How many lines of the items below contain the string "white", counting only matches with the same case? Reply with the number alone.

**Material supplied:**
..............................

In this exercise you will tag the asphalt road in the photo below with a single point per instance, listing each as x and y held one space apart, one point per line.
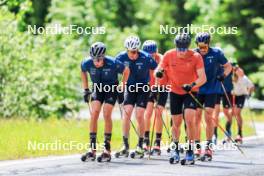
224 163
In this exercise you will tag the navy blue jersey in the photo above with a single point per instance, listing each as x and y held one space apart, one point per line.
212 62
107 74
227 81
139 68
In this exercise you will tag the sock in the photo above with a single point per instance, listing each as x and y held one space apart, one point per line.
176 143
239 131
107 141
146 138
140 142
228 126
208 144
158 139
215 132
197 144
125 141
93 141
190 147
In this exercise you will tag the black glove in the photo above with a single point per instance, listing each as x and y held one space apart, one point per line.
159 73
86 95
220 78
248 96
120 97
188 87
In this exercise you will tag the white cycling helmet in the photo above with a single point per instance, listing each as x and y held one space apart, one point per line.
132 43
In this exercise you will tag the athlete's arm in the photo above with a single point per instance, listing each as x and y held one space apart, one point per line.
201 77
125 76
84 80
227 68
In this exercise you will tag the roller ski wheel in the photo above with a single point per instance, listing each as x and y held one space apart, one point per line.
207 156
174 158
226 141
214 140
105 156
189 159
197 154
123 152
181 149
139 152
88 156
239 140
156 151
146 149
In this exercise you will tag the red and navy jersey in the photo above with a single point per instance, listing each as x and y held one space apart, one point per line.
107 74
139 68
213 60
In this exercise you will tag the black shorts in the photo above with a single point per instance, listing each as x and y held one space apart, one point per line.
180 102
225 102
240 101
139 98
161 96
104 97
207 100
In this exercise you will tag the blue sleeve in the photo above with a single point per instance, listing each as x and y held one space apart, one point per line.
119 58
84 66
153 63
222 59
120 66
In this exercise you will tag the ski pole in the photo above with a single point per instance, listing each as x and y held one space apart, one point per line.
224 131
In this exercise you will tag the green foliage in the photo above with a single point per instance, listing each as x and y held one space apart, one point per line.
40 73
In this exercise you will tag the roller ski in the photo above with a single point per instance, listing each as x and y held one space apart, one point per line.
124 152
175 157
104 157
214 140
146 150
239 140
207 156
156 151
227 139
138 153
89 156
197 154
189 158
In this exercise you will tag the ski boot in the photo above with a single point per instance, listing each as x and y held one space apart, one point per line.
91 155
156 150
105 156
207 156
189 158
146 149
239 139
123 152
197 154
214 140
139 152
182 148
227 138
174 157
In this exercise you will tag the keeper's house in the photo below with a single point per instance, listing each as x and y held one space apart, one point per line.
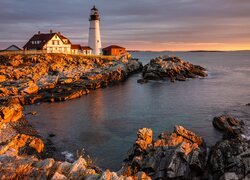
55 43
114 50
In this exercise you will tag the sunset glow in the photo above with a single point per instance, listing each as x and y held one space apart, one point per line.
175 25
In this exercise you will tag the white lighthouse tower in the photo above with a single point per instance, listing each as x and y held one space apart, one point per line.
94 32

..............................

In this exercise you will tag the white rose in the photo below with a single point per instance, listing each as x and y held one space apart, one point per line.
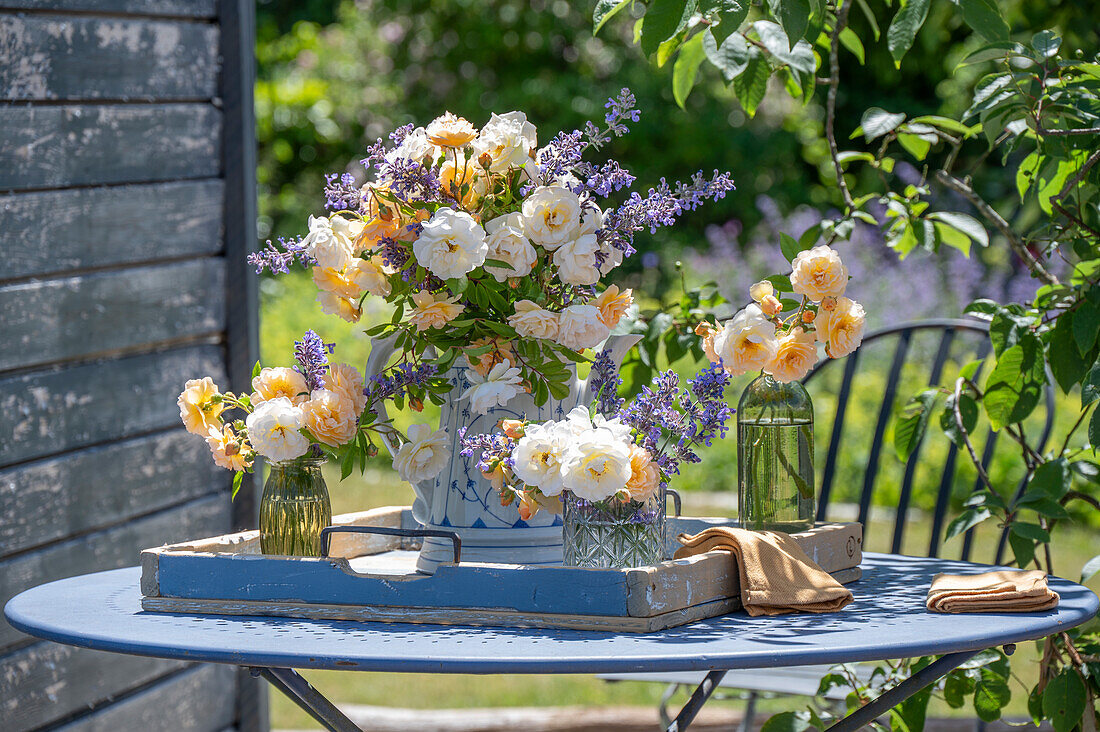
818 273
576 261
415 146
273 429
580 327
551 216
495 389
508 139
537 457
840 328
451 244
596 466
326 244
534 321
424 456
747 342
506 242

..............................

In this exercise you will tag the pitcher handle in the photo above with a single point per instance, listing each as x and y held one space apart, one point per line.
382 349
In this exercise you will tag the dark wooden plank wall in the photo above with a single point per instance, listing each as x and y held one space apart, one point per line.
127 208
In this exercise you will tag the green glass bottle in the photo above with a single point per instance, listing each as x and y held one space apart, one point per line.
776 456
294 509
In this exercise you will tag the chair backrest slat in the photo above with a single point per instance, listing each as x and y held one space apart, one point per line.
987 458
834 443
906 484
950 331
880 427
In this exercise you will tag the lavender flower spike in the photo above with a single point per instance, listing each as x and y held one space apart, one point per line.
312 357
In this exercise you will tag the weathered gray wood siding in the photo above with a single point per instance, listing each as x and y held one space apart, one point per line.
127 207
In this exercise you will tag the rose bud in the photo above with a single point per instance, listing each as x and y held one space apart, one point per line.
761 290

..............................

**Complete response:**
3